WHAT TO WORK ON: Verbatim output of the full listing is required.

SOURCE INFORMATION:
※

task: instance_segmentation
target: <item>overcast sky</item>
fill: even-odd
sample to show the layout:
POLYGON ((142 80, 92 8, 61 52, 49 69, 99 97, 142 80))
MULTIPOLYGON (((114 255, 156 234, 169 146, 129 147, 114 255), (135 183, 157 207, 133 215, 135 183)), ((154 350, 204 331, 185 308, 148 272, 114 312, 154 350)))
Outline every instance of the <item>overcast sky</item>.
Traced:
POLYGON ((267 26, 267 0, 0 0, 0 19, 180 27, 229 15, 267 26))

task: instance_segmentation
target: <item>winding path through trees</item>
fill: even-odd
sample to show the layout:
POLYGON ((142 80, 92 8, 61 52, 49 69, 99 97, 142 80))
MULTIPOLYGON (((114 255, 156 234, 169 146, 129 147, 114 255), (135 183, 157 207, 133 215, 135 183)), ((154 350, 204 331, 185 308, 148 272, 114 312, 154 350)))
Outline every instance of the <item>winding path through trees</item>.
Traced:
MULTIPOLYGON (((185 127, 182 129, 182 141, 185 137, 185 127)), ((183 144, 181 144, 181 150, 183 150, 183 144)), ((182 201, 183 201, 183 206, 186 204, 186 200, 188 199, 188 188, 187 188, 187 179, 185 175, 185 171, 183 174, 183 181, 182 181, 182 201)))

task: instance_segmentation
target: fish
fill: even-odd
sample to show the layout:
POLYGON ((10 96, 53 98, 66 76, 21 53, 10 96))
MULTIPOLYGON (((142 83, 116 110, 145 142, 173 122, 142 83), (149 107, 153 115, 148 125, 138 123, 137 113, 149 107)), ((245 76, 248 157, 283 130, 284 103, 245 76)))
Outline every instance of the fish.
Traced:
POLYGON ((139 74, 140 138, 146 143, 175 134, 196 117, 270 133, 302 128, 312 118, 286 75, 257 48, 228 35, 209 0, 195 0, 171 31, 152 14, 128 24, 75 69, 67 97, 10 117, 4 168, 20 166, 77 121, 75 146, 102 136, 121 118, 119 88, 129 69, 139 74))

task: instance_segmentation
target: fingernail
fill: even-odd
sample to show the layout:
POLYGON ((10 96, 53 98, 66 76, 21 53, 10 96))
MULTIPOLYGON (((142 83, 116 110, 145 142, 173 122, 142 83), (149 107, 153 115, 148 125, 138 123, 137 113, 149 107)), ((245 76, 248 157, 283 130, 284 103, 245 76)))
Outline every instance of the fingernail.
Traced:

※

RESULT:
task: instance_segmentation
target: <item>overcast sky</item>
fill: even-odd
sample to show the layout:
POLYGON ((142 80, 92 8, 61 52, 49 69, 99 97, 142 80))
MULTIPOLYGON (((114 255, 156 234, 169 146, 129 147, 114 255), (135 183, 157 207, 133 215, 135 183)), ((154 350, 204 331, 185 308, 148 272, 114 312, 154 350)))
Outline every instance of the <item>overcast sky</item>.
Traced:
POLYGON ((267 26, 267 0, 0 0, 0 19, 180 27, 229 15, 267 26))

task: instance_segmentation
target: <item>winding path through trees</item>
fill: even-odd
sample to show the layout:
POLYGON ((142 80, 92 8, 61 52, 49 69, 99 97, 142 80))
MULTIPOLYGON (((114 255, 156 234, 169 146, 129 147, 114 255), (135 183, 157 207, 133 215, 135 183)), ((154 350, 204 331, 185 308, 148 272, 114 312, 154 350)))
Outline every instance of the <item>winding path through trees</item>.
Traced:
MULTIPOLYGON (((185 127, 182 129, 182 141, 185 137, 185 127)), ((183 144, 181 144, 181 150, 183 150, 183 144)), ((182 201, 183 201, 183 206, 186 204, 186 200, 188 199, 188 188, 187 188, 187 179, 185 175, 185 171, 183 174, 183 181, 182 181, 182 201)))

task: instance_segmentation
target: fish
fill: even-odd
sample to show the layout:
POLYGON ((10 96, 53 98, 66 76, 21 53, 10 96))
MULTIPOLYGON (((142 83, 116 110, 145 142, 173 122, 142 83), (149 107, 153 115, 148 125, 138 123, 137 113, 149 107)), ((245 76, 248 157, 283 130, 284 103, 245 76)))
Outline every instance of the fish.
Traced:
POLYGON ((139 74, 140 138, 146 143, 175 134, 196 117, 270 133, 302 128, 312 118, 286 75, 257 48, 228 35, 209 0, 195 0, 171 31, 152 14, 128 24, 75 69, 67 97, 10 117, 4 168, 20 166, 77 121, 75 146, 102 136, 121 118, 119 88, 129 69, 139 74))

task: instance_segmentation
target: fingernail
fill: even-odd
sample to show the layout:
POLYGON ((10 96, 53 98, 66 76, 21 53, 10 96))
MULTIPOLYGON (((142 83, 116 110, 145 142, 173 122, 142 83), (149 107, 153 115, 148 125, 138 123, 137 113, 149 107)), ((245 76, 248 157, 283 130, 284 103, 245 76)))
Outline every instance of the fingernail.
Traced:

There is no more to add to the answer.